Referring expression data:

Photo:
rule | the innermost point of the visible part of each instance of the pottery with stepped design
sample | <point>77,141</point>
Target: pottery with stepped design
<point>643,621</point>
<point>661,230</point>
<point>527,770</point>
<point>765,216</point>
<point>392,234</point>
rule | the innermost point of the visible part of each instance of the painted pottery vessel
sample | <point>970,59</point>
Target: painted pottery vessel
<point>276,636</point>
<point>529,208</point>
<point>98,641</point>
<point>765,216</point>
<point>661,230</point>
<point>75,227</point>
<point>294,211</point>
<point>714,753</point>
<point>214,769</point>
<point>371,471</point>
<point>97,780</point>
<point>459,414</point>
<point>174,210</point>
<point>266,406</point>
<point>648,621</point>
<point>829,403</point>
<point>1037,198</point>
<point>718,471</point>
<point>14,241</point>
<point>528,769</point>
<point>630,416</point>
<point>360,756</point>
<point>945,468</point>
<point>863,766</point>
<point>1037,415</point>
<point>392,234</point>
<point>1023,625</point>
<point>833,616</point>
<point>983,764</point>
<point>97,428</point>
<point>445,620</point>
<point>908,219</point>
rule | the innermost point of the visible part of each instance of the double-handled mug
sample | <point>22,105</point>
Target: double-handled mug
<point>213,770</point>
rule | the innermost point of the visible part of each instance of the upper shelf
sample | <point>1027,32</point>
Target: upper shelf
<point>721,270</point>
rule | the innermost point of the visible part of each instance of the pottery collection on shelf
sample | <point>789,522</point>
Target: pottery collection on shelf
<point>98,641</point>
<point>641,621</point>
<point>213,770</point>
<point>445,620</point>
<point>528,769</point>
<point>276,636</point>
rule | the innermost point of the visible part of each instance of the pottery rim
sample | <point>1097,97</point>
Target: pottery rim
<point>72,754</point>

▶ **Work item**
What is needed is an exact copy of every entry.

▶ **Answer to this exercise**
Photo:
rule | the innermost point of the visible part of each instance of the pottery with stepped design
sample | <point>77,141</point>
Target: pottery with stepped design
<point>643,621</point>
<point>661,230</point>
<point>527,770</point>
<point>765,216</point>
<point>392,234</point>
rule | the innermost point of the visible part of each instance of the painted pottery vessel
sample | <point>970,59</point>
Target: painted pottery vessel
<point>276,636</point>
<point>529,208</point>
<point>98,641</point>
<point>765,216</point>
<point>661,230</point>
<point>75,227</point>
<point>294,211</point>
<point>714,753</point>
<point>214,769</point>
<point>371,471</point>
<point>97,780</point>
<point>459,414</point>
<point>174,210</point>
<point>266,406</point>
<point>648,621</point>
<point>829,403</point>
<point>1037,198</point>
<point>718,471</point>
<point>14,241</point>
<point>528,769</point>
<point>630,416</point>
<point>360,756</point>
<point>945,468</point>
<point>863,766</point>
<point>1037,415</point>
<point>392,234</point>
<point>1023,625</point>
<point>833,616</point>
<point>983,764</point>
<point>97,428</point>
<point>445,620</point>
<point>908,219</point>
rule | the innermost point of the visible part of each instance of the double-handled mug
sample | <point>22,105</point>
Target: double-handled mug
<point>213,770</point>
rule | the innermost point of the visible part of each instance of the upper shelf
sample | <point>1027,32</point>
Target: upper shelf
<point>721,270</point>
rule | the innermost point of the visible part of each instance of the pottery collection on shelf
sample | <point>789,522</point>
Target: pottery collection on shelf
<point>98,641</point>
<point>641,621</point>
<point>213,770</point>
<point>445,620</point>
<point>528,769</point>
<point>276,636</point>
rule | the innermost point of the visible part of each instance of the pottery rim
sample | <point>1097,97</point>
Target: pottery rim
<point>72,754</point>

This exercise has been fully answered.